How to complete this task: Below is a block of entries; repeat all of it exactly but omit the pictures.

╔══

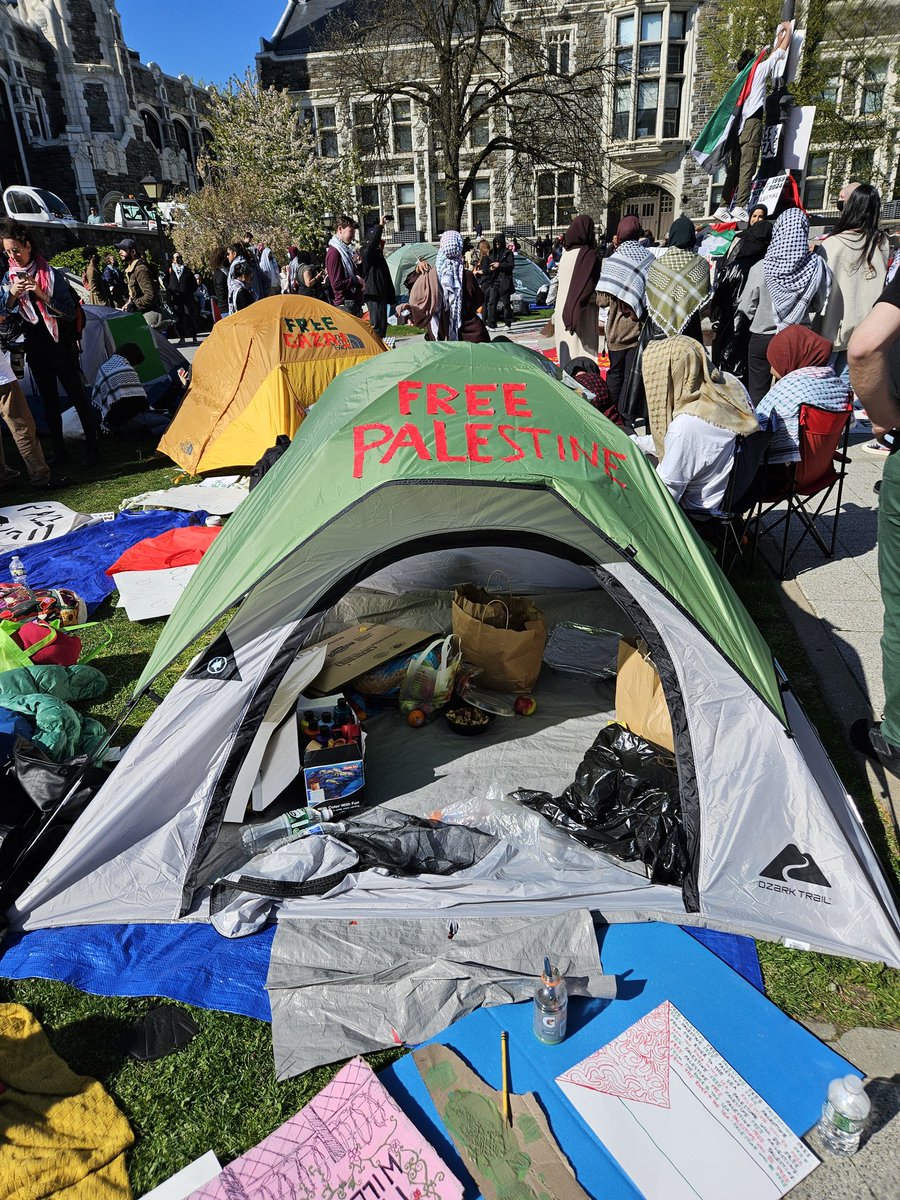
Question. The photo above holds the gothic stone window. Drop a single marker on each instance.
(651, 53)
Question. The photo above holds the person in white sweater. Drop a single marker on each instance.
(857, 252)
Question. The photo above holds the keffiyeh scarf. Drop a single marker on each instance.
(677, 287)
(815, 387)
(449, 271)
(624, 275)
(793, 274)
(39, 269)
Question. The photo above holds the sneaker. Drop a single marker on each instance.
(867, 738)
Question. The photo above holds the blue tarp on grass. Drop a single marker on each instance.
(78, 559)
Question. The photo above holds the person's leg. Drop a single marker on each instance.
(15, 411)
(759, 372)
(750, 142)
(889, 579)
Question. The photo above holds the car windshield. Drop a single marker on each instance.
(55, 207)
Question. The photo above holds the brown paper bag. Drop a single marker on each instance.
(502, 635)
(640, 701)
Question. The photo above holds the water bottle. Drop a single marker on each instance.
(289, 826)
(551, 1006)
(17, 571)
(844, 1115)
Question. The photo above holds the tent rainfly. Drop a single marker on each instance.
(475, 451)
(256, 377)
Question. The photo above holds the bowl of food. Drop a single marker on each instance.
(468, 720)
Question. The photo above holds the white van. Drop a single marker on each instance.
(36, 204)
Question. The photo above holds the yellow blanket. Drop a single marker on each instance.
(60, 1133)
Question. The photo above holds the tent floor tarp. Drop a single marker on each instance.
(190, 961)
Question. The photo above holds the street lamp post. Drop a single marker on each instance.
(154, 190)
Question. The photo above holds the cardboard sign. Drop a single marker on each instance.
(360, 648)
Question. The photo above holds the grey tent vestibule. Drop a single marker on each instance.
(418, 469)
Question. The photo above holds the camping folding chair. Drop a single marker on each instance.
(811, 481)
(727, 526)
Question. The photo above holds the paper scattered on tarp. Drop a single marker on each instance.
(220, 496)
(24, 525)
(187, 1180)
(679, 1120)
(406, 979)
(149, 594)
(351, 1140)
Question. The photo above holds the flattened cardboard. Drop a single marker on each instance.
(361, 648)
(527, 1151)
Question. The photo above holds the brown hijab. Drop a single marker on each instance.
(580, 237)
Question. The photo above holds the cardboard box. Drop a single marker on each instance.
(360, 648)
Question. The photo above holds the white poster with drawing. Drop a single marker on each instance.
(149, 594)
(27, 525)
(679, 1120)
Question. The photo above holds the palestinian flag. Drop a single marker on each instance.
(719, 135)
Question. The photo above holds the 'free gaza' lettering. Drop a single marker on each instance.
(472, 441)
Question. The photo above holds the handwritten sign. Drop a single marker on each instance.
(439, 439)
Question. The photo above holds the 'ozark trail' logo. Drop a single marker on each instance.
(791, 868)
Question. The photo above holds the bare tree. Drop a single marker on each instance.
(491, 89)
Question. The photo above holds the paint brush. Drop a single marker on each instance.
(504, 1071)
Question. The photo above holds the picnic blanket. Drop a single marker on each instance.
(79, 559)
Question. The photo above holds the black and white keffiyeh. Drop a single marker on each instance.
(793, 274)
(624, 275)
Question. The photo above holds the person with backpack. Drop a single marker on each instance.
(142, 283)
(39, 299)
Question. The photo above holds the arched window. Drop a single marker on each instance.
(151, 127)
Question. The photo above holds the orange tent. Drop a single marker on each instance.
(256, 377)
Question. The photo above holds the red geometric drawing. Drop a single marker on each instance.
(634, 1066)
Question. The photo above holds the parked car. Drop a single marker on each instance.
(36, 204)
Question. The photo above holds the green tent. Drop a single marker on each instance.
(444, 418)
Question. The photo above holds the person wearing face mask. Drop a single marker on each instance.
(41, 298)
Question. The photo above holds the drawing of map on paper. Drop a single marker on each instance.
(679, 1120)
(349, 1143)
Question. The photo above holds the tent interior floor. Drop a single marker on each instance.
(432, 771)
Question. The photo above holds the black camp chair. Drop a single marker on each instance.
(726, 528)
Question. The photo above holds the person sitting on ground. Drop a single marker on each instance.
(120, 401)
(678, 285)
(243, 294)
(801, 365)
(696, 413)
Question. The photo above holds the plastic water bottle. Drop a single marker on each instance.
(289, 826)
(844, 1115)
(17, 571)
(551, 1006)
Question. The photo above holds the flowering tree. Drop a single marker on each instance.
(261, 173)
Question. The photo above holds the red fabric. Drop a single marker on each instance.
(175, 547)
(63, 652)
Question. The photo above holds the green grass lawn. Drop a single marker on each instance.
(220, 1093)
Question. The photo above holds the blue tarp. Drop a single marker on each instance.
(78, 559)
(785, 1063)
(192, 963)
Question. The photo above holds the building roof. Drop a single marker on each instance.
(299, 24)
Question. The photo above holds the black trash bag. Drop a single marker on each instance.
(624, 801)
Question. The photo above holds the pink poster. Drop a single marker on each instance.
(349, 1143)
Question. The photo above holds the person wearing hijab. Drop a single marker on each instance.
(695, 413)
(498, 286)
(576, 322)
(678, 285)
(857, 252)
(732, 328)
(622, 291)
(789, 285)
(801, 364)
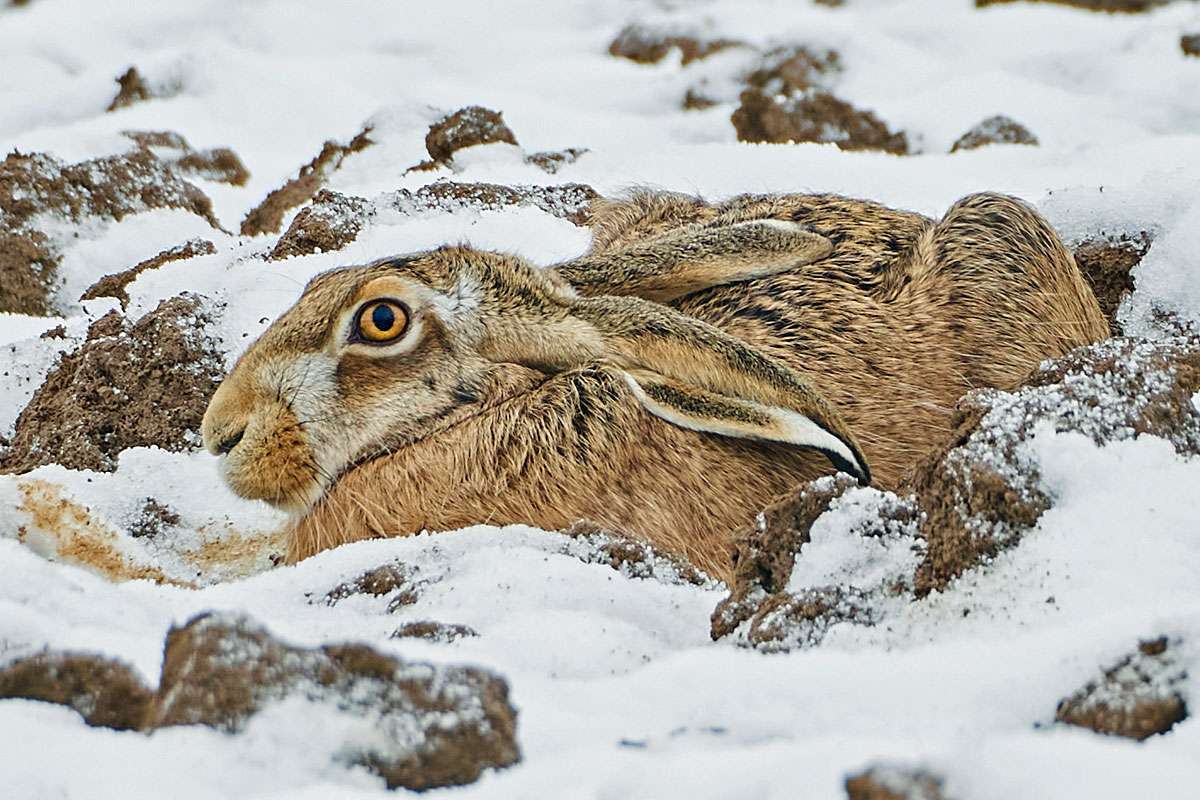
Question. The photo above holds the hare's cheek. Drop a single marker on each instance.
(274, 462)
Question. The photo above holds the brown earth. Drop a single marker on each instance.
(1138, 697)
(891, 782)
(813, 116)
(107, 188)
(995, 130)
(220, 164)
(431, 725)
(329, 223)
(268, 216)
(114, 286)
(651, 46)
(465, 128)
(129, 385)
(1107, 264)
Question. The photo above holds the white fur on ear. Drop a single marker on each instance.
(711, 413)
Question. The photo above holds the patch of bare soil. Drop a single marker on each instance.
(432, 631)
(431, 726)
(813, 116)
(114, 286)
(220, 164)
(894, 782)
(1138, 697)
(1111, 6)
(651, 44)
(466, 128)
(126, 386)
(629, 555)
(268, 216)
(1107, 264)
(995, 130)
(36, 187)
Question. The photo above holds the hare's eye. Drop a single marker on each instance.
(382, 322)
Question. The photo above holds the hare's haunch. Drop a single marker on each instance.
(801, 334)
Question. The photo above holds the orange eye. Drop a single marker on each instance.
(382, 322)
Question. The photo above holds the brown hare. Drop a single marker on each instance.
(799, 335)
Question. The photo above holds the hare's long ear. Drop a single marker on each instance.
(694, 258)
(697, 377)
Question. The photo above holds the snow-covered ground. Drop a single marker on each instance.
(621, 692)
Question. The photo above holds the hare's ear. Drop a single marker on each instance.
(696, 257)
(697, 409)
(699, 377)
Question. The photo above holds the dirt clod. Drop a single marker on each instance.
(995, 130)
(465, 128)
(268, 216)
(894, 782)
(114, 286)
(649, 44)
(813, 116)
(1138, 697)
(105, 692)
(1107, 264)
(329, 223)
(415, 725)
(129, 385)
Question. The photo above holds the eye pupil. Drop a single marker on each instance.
(383, 318)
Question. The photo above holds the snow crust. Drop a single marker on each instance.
(619, 690)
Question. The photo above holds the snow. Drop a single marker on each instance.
(619, 690)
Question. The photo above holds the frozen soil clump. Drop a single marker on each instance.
(647, 44)
(268, 216)
(129, 385)
(333, 221)
(466, 128)
(831, 553)
(995, 130)
(894, 782)
(220, 164)
(1107, 263)
(114, 286)
(1138, 697)
(37, 190)
(415, 725)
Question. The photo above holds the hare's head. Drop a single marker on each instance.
(375, 358)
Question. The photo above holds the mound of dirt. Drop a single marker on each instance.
(652, 44)
(630, 557)
(966, 501)
(466, 128)
(106, 693)
(36, 190)
(1138, 697)
(765, 611)
(894, 782)
(220, 164)
(329, 223)
(268, 216)
(1111, 6)
(126, 386)
(418, 726)
(1107, 264)
(396, 579)
(441, 632)
(995, 130)
(113, 286)
(813, 116)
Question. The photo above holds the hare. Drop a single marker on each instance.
(699, 361)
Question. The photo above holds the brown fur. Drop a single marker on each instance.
(901, 319)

╚══

Answer space:
Question. The photo above holds the gothic stone window. Drop a single marker on each instance.
(651, 53)
Question. The photo above holds the person in white sweater. Drop a single marker on each instance.
(857, 252)
Question. The photo above holds the keffiyeh scarf. Drop a single marker on each instance.
(677, 287)
(815, 387)
(449, 271)
(624, 275)
(793, 274)
(39, 269)
Question. The photo above holds the sneaker. Drop a single marker on each instance.
(867, 738)
Question. The photo above holds the blue tarp on grass. Drop a single marker on each instance.
(78, 559)
Question. The photo above holds the person's leg. Drop a single marker on each instance.
(15, 411)
(759, 372)
(750, 142)
(889, 579)
Question. The photo above holds the car windshield. Drop a single marker on each instance.
(55, 207)
Question. The photo above holds the brown paper bag. Drop a single marker on each instance.
(502, 635)
(640, 701)
Question. The photo above holds the water bottle. Drop a single marker on each instance.
(289, 826)
(551, 1006)
(17, 571)
(844, 1115)
Question. The photo above holds the tent rainfly. Drop a single marker on each instance.
(475, 451)
(256, 377)
Question. The photo above holds the bowl of food. Drop a single marker on each instance.
(468, 720)
Question. The photo above holds the white van. Drop a single marker on each instance.
(36, 204)
Question. The photo above holds the yellow blanket. Drop a single marker on each instance.
(60, 1133)
Question. The photo above holds the tent floor tarp. Drop a single marker on each instance.
(190, 961)
Question. The photo above holds the street lamp post. Drop a single marker on each instance.
(154, 190)
Question. The photo above holds the cardboard sign. Drop a single marker on each instance.
(360, 648)
Question. The photo above holds the grey tent vestibule. Drop a single marker on each instance.
(418, 469)
Question. The photo above holds the camping folding chair. Drop a single marker on each instance.
(811, 481)
(727, 526)
Question. The photo above holds the paper scattered on tarp. Drop a single marker on each instance.
(220, 496)
(24, 525)
(187, 1180)
(679, 1120)
(406, 979)
(149, 594)
(351, 1140)
Question. The photo above holds the flattened cardboard. Drop a single marker on each instance.
(361, 648)
(527, 1151)
Question. The photo above holds the brown hijab. Drop a single marker on each instance.
(580, 237)
Question. The photo above holds the cardboard box. Drop a single marker on each instance.
(360, 648)
Question. The photo above holds the white poster with drawing. Drop a single marker on each instance.
(149, 594)
(27, 525)
(679, 1120)
Question. The photo above holds the palestinian flag. Drop a single marker on each instance.
(719, 135)
Question. The photo above holds the 'free gaza' lettering. Drop a single marker on each instance.
(472, 441)
Question. The photo above holds the handwritten sign. Drop a single marker on each instance.
(439, 439)
Question. The photo above holds the 'ozark trail' logo. Drop a single marker on each instance.
(791, 868)
Question. The photo above holds the bare tree. Drop a single marker on each instance.
(491, 89)
Question. The photo above holds the paint brush. Drop a single marker on each instance.
(504, 1071)
Question. The photo above holds the picnic blanket. Drop a single marker on each instance.
(79, 559)
Question. The photo above holds the black and white keffiyeh. Drop a single marker on each instance.
(793, 274)
(624, 275)
Question. The photo above holds the person with backpack. Drop a single marker on each instance.
(142, 283)
(39, 299)
Question. The photo above holds the arched window. Drop a single marker on each instance.
(151, 127)
Question. The photo above holds the orange tent. Drop a single marker on each instance.
(256, 377)
Question. The photo above holds the red geometric drawing. Drop a single marker on each instance.
(634, 1066)
Question. The photo above holds the parked car. Drop a single marker on each instance.
(36, 204)
Question. The photo above holds the green tent. Drop a single marker on each instance.
(444, 418)
Question. The photo above holds the person wearing face mask. Drop a single marker on each instance.
(41, 298)
Question. The photo above holds the drawing of map on paper. Drop a single marker on each instance.
(679, 1120)
(349, 1143)
Question. The photo above holds the tent interior floor. Drop a single marker on each instance.
(432, 771)
Question. The photo above holds the black camp chair. Drop a single marker on each instance.
(726, 528)
Question. The photo above holds the person sitting on ground. Drop a single marker on each instance.
(120, 401)
(678, 285)
(243, 294)
(801, 365)
(696, 413)
Question. The photo above holds the plastic water bottle. Drop a single marker on each instance.
(289, 826)
(844, 1115)
(17, 571)
(551, 1006)
Question. The photo above holds the flowering tree. Drop a single marker on each instance.
(261, 173)
Question. The photo above holds the red fabric. Drop a single marker on each instance.
(175, 547)
(63, 652)
Question. The photo above holds the green grass lawn. Drop a single marker on each instance.
(220, 1093)
Question. The photo above holds the blue tarp. Drop a single marker on each instance.
(78, 559)
(785, 1063)
(192, 963)
Question. The photo above holds the building roof. Drop a single marker on each instance.
(299, 24)
Question. The photo above holds the black trash bag. Drop a single marker on each instance.
(624, 801)
Question. The photo above holds the pink poster. Drop a single marker on each instance.
(349, 1143)
Question. The photo above holds the person wearing hijab. Drop a single marker on each instance.
(695, 413)
(498, 286)
(576, 322)
(678, 285)
(857, 252)
(732, 328)
(622, 291)
(789, 285)
(801, 364)
Question. The photo above holds the hare's cheek. Drop a single marker on each instance.
(274, 462)
Question. The photo above holds the brown earth. Drop a single marker on each instance.
(1138, 697)
(891, 782)
(813, 116)
(107, 188)
(995, 130)
(220, 164)
(431, 725)
(329, 223)
(268, 216)
(114, 286)
(651, 46)
(465, 128)
(129, 385)
(1107, 264)
Question. The photo above holds the white fur on ear. Drop a single marker on each instance.
(711, 413)
Question. The photo above holds the patch of bare soil. Drop a single marker on each instance.
(432, 631)
(431, 726)
(813, 116)
(114, 286)
(220, 164)
(894, 782)
(1138, 697)
(1111, 6)
(651, 44)
(466, 128)
(126, 386)
(629, 555)
(268, 216)
(1107, 264)
(995, 130)
(36, 187)
Question. The photo above holds the hare's eye. Drop a single marker on each instance.
(382, 322)
Question. The photo above holds the hare's haunch. Drop a single marker on each instance.
(801, 334)
Question. The photo above holds the orange eye. Drop a single marker on each instance.
(382, 322)
Question. The photo above holds the brown hare. Drop a single marker on each instance.
(799, 335)
Question. The photo above holds the hare's long ear. Drop a single marker on each instance.
(694, 258)
(697, 377)
Question. The photo above holds the snow-covered ground. Drop a single marker on each instance.
(621, 692)
Question. The photo above holds the hare's ear. Drop a single marker on each instance.
(696, 257)
(697, 409)
(699, 377)
Question. The photo above holds the dirt clod. Drop a single marker on each instance.
(995, 130)
(465, 128)
(268, 216)
(894, 782)
(114, 286)
(649, 44)
(813, 116)
(1138, 697)
(105, 692)
(1107, 264)
(329, 223)
(415, 725)
(129, 385)
Question. The photo above holds the eye pupil. Drop a single marker on each instance.
(383, 318)
Question. The photo above holds the snow crust. Drop a single marker on each instance.
(619, 690)
Question. The photo above holds the snow. Drop a single marker on each instance.
(619, 690)
Question. The photo above holds the frozen soil clump. Drop a single marker on each instance.
(647, 44)
(268, 216)
(129, 385)
(333, 221)
(466, 128)
(831, 553)
(995, 130)
(894, 782)
(220, 164)
(1107, 263)
(114, 286)
(1138, 697)
(37, 190)
(415, 725)
Question. The photo above holds the hare's head. Drop a single marker on each instance.
(375, 358)
Question. The photo above holds the mound of dirt. Drop a single marker on each instance.
(652, 44)
(630, 557)
(966, 501)
(466, 128)
(106, 693)
(36, 190)
(1138, 697)
(765, 611)
(894, 782)
(220, 164)
(329, 223)
(268, 216)
(1111, 6)
(126, 386)
(418, 726)
(1107, 264)
(396, 579)
(441, 632)
(995, 130)
(113, 286)
(813, 116)
Question. The photo above holds the hare. Drop a single marker on each instance.
(699, 361)
Question. The photo above holds the brown fur. Drop a single marker on each instance.
(901, 319)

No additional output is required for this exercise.